## REQUIREMENTS:
Return each line of the entries below that contains the word "green". Case counts, so a line matches only if the capitalization is the same.

## RAW DATA:
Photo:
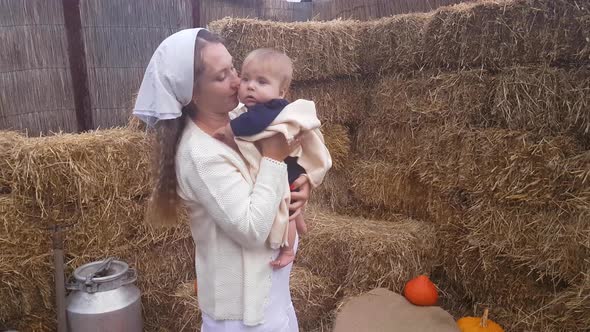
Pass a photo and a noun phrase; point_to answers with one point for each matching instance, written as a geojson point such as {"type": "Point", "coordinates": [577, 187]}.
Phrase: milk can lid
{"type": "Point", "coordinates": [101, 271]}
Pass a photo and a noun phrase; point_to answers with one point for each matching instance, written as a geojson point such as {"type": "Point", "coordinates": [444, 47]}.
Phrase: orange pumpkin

...

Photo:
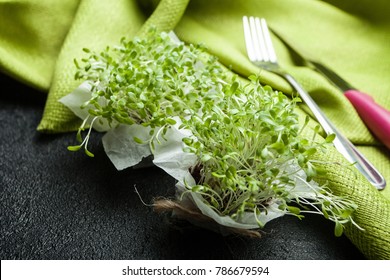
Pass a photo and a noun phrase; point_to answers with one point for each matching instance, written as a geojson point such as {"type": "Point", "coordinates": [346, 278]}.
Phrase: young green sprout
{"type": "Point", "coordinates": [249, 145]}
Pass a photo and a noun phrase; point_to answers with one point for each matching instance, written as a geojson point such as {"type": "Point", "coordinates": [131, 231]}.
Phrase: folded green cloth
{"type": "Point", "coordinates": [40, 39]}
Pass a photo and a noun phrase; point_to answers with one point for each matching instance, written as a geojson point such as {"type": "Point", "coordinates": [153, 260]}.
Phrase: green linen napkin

## RESPONSE TO THIS TASK:
Phrase: young green sprout
Phrase: folded green cloth
Phrase: green linen napkin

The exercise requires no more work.